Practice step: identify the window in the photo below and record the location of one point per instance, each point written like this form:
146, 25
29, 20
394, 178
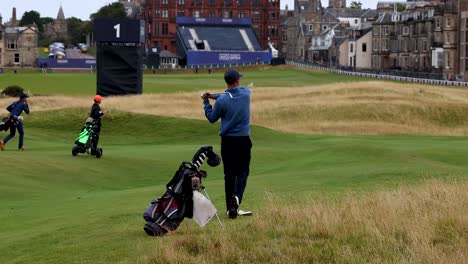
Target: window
12, 44
164, 29
405, 30
256, 15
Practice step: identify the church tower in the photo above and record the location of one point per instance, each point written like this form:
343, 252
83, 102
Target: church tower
337, 3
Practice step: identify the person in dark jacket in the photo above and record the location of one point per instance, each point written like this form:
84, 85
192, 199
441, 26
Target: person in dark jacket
233, 108
96, 114
16, 109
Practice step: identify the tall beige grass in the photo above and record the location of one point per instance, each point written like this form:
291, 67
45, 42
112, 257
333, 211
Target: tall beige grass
365, 108
423, 224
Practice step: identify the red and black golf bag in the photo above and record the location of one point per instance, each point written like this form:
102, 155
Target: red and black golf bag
166, 213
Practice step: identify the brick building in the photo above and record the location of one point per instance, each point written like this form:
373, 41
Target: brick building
160, 17
58, 28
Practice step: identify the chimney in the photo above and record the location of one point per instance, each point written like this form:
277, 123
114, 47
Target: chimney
13, 21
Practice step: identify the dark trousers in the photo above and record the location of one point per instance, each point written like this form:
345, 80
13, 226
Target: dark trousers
97, 131
13, 128
236, 153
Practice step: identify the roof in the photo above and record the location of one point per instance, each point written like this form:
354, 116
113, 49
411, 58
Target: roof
16, 30
345, 12
370, 13
61, 15
384, 19
168, 54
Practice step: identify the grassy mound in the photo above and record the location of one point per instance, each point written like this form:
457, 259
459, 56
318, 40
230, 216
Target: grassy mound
426, 224
65, 209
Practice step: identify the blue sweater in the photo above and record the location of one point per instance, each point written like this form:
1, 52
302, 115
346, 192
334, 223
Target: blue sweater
234, 111
16, 108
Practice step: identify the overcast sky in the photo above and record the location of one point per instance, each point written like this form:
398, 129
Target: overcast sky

** WORK TO COMPLETE **
Go through the material above and return each line that holds the word "overcast".

** THE ANSWER **
Practice step: identify the overcast sky in the photo above and record the location of one point per instance, each point written like this form:
Target: overcast sky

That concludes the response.